* [What is required]
Write out each line of the rows below as a numbered list, skipping any blank lines.

* [Entries shown]
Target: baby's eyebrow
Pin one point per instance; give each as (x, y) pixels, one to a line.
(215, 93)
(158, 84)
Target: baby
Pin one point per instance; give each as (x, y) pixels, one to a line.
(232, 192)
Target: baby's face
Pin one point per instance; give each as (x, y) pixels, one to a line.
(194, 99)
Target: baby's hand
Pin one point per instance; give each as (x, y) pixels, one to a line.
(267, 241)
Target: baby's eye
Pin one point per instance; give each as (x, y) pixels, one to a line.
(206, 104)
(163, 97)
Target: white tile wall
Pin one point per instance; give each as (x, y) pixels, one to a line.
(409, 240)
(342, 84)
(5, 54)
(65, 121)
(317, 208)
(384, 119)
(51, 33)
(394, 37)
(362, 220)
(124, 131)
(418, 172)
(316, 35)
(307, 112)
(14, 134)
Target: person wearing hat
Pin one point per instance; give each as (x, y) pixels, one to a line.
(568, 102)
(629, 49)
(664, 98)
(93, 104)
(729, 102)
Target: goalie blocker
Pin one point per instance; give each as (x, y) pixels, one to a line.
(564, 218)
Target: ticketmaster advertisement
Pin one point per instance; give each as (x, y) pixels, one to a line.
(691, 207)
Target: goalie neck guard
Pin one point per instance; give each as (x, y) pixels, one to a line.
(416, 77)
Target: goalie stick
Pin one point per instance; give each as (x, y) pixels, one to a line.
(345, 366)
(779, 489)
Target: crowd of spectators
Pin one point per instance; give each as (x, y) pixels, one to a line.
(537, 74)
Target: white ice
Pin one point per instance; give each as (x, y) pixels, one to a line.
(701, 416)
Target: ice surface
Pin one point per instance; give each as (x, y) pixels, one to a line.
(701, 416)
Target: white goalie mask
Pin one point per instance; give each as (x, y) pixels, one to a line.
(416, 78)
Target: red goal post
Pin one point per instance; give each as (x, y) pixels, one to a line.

* [Output for this task]
1. Target: baby's eyebrow
2. Pin one point per instance; give each as (x, y) pixels, one to a line.
3. (215, 93)
4. (158, 84)
5. Target: baby
6. Pin one point per instance; give each as (x, y) pixels, one to a line.
7. (232, 192)
8. Target: baby's face
9. Pin one point per instance; give each as (x, y) pixels, one to a line.
10. (194, 99)
11. Target: baby's hand
12. Pin one point per instance; give each as (x, y) pixels, one to a line.
13. (267, 241)
14. Target: baby's eye
15. Pin one point per instance; give each as (x, y) pixels, one to a line.
16. (206, 104)
17. (163, 97)
18. Target: white tile wall
19. Pin one point per instance; give each as (x, y) pixels, one to a line.
20. (409, 240)
21. (342, 84)
22. (5, 54)
23. (65, 121)
24. (317, 208)
25. (384, 119)
26. (51, 33)
27. (394, 37)
28. (362, 220)
29. (124, 131)
30. (418, 172)
31. (316, 35)
32. (307, 112)
33. (14, 134)
34. Target: person wearing hat
35. Pin one point per instance; give each as (x, y) pixels, one to a line.
36. (568, 102)
37. (629, 49)
38. (664, 98)
39. (93, 104)
40. (729, 102)
41. Target: goalie blocker
42. Pin one point per instance; give each as (x, y) pixels, one to a line.
43. (564, 218)
44. Target: ticketmaster advertisement
45. Pin one point per instance; give each as (x, y) pixels, one to a line.
46. (691, 207)
47. Target: goalie neck guard
48. Pin one point per instance; give each as (x, y) pixels, one to a line.
49. (416, 77)
50. Target: goalie stick
51. Pin one point per instance; give each as (x, y) pixels, one to a line.
52. (345, 366)
53. (779, 489)
54. Target: crowd of spectators
55. Pin one point per instance; give each as (x, y) pixels, one to a line.
56. (537, 74)
57. Target: white ice
58. Pin one point per instance; give each as (x, y) pixels, one to a line.
59. (701, 416)
60. Target: ice surface
61. Pin one point per instance; give each as (x, y) pixels, one to a line.
62. (701, 416)
63. Target: white goalie mask
64. Pin one point per instance; give each as (x, y) pixels, one to a line.
65. (416, 78)
66. Target: red goal post
67. Pin one point per instance; give each as (x, y) pixels, one to a line.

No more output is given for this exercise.